**GOAL OF THE EXERCISE**
The answer is a number and nothing else: the count of lines in these entries containing the word "door".
=== INPUT DATA ===
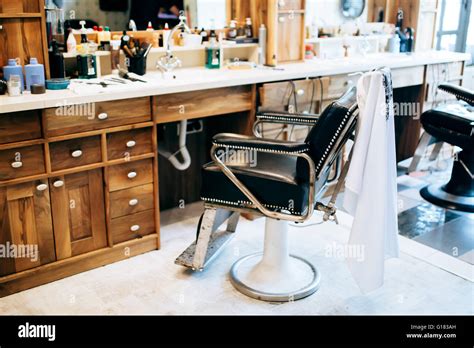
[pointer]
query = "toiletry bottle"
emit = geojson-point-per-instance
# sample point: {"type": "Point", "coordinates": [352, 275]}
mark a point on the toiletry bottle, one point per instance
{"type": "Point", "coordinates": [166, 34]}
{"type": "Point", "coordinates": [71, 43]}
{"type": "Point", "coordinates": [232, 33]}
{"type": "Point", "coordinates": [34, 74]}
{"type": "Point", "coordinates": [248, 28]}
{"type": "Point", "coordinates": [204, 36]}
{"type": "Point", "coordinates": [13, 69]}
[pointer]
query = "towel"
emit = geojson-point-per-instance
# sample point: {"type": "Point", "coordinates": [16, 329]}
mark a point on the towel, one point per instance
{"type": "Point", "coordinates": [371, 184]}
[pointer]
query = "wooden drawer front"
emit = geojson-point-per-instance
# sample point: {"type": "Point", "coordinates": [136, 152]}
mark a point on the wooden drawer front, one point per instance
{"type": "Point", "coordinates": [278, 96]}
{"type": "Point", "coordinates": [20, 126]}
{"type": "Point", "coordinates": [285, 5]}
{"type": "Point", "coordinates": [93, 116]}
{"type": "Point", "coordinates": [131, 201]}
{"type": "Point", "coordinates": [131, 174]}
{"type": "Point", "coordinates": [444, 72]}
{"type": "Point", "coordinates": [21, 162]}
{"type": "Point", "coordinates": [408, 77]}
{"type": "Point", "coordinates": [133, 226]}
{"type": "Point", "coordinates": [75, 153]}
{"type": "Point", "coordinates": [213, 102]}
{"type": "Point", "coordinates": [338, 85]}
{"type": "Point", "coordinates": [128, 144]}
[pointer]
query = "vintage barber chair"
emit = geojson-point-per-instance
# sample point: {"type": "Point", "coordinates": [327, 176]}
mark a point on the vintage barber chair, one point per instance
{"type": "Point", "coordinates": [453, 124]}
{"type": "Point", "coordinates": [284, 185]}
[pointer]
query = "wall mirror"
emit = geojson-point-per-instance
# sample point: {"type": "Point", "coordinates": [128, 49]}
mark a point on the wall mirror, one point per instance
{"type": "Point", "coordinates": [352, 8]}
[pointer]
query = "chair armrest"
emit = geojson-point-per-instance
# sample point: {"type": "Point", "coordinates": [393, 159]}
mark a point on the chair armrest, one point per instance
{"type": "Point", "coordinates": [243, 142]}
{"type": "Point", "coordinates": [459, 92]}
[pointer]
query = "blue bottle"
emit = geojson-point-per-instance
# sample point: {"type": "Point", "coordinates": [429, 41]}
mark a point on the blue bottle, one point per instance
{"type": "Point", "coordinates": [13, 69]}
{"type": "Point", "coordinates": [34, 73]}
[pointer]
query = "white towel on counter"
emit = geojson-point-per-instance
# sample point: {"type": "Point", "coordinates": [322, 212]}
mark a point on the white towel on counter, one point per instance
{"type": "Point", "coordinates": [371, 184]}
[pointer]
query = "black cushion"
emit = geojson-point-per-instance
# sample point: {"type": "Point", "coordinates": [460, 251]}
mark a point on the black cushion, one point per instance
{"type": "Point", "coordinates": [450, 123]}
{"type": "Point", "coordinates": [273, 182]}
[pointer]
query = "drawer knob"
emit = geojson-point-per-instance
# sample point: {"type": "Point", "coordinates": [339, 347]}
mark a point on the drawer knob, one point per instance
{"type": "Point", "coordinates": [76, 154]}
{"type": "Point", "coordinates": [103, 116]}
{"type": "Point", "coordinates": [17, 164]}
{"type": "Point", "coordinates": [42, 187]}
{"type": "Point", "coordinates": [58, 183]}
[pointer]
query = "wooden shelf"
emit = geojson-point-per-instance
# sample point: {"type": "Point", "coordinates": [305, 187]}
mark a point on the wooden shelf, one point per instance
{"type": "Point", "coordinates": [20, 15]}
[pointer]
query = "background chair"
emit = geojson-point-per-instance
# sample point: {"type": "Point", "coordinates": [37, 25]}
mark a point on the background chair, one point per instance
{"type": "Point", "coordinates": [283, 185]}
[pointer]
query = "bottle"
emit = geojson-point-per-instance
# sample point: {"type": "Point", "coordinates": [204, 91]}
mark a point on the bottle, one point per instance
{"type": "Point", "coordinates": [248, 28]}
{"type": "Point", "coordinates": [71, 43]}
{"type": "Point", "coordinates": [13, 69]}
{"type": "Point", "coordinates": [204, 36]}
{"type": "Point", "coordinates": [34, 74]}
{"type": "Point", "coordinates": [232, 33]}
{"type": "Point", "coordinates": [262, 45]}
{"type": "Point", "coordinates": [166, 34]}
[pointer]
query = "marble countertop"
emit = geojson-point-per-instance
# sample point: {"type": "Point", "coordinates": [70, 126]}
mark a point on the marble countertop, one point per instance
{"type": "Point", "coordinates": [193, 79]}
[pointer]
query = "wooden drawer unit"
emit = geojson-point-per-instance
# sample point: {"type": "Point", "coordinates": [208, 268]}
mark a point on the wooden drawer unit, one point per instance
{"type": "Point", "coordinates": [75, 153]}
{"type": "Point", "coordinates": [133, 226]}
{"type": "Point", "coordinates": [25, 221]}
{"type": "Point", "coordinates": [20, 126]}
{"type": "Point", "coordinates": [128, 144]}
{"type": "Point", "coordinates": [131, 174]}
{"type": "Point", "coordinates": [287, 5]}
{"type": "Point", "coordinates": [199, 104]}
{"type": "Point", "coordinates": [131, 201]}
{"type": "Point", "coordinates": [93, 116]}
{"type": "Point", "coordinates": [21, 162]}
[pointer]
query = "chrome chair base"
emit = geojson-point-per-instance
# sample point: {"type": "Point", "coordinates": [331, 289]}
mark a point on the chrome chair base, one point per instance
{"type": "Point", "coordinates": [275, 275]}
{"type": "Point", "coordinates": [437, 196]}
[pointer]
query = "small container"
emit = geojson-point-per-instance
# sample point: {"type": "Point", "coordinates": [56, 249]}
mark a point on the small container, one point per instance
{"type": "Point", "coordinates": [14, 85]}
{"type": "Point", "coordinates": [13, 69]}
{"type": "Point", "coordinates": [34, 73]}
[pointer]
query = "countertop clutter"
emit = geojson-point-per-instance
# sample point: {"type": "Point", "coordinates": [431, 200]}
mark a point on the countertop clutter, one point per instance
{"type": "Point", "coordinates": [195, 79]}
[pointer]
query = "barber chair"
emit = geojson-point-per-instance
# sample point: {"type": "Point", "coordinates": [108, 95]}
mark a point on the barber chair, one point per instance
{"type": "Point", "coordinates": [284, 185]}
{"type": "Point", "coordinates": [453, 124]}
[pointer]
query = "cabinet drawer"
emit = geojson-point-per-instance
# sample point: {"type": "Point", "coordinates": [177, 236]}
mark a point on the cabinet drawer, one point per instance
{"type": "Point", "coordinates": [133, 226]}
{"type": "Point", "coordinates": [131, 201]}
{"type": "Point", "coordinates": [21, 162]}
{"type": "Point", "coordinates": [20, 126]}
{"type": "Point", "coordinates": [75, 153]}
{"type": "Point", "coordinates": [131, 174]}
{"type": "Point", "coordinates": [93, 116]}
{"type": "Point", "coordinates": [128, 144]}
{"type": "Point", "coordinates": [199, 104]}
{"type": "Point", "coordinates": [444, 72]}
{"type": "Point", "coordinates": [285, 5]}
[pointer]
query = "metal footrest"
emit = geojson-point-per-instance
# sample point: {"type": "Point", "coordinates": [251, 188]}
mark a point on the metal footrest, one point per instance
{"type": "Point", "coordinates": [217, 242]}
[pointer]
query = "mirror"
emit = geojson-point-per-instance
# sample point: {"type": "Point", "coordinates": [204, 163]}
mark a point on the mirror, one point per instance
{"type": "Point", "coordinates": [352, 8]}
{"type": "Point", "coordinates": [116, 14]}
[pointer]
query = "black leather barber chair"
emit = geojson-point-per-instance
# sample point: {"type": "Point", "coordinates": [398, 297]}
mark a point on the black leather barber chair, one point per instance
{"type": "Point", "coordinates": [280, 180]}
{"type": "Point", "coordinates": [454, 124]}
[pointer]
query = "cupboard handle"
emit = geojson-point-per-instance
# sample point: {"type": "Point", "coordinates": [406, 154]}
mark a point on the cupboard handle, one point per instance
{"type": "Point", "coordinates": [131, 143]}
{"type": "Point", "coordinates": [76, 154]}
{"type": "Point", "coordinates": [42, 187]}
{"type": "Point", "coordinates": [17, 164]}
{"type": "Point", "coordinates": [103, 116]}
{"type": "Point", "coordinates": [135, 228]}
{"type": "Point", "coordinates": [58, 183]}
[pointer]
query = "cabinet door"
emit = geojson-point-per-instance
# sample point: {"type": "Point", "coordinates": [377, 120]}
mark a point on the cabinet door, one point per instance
===
=== INPUT DATA ===
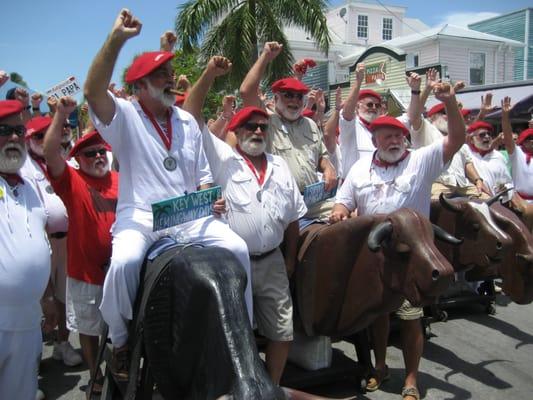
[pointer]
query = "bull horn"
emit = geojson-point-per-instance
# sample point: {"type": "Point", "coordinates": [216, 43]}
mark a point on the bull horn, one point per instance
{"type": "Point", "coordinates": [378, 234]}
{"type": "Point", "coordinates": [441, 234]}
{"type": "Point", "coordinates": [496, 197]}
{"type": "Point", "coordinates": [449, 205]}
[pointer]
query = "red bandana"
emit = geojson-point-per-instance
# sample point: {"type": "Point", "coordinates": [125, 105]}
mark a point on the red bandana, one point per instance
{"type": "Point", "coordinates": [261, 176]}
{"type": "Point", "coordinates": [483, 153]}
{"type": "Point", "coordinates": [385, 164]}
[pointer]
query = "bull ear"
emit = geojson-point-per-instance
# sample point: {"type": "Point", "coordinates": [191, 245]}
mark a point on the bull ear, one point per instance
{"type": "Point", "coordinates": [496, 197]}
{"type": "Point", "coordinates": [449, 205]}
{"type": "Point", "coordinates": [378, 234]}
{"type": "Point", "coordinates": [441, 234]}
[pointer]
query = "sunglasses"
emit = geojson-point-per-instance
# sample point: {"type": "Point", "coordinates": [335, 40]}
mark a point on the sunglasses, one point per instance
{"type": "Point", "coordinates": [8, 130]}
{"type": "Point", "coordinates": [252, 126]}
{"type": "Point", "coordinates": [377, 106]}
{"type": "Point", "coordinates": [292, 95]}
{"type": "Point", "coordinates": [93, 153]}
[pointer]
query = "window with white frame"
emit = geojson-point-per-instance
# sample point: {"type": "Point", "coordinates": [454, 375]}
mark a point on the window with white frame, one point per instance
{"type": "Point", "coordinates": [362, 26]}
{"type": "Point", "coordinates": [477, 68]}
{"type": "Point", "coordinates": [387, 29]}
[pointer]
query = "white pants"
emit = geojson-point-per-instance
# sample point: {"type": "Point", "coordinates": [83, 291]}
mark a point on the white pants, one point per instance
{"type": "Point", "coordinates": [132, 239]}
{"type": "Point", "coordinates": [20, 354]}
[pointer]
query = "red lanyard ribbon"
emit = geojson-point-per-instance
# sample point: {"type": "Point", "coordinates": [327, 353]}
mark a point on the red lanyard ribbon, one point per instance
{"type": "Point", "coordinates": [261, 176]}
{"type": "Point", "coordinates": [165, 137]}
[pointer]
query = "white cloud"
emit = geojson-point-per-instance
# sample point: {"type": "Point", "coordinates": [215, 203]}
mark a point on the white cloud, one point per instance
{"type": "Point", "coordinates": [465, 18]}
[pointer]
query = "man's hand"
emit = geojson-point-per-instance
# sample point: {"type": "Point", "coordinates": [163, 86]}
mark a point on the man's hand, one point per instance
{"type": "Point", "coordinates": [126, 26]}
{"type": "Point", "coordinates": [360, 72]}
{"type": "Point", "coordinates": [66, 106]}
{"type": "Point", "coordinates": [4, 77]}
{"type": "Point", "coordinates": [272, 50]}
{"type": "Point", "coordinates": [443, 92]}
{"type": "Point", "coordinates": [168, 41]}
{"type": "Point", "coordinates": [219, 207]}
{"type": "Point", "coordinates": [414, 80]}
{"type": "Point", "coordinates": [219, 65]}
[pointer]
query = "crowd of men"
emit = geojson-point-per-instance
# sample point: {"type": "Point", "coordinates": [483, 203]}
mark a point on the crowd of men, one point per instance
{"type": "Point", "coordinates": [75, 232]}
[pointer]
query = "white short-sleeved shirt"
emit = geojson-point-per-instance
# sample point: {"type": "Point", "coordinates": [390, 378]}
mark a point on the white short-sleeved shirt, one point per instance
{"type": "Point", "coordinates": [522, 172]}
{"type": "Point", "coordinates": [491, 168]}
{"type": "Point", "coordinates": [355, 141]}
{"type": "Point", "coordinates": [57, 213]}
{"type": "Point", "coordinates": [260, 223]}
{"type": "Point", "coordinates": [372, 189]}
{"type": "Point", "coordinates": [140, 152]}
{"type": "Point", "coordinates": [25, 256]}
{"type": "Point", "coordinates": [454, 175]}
===
**RESULT**
2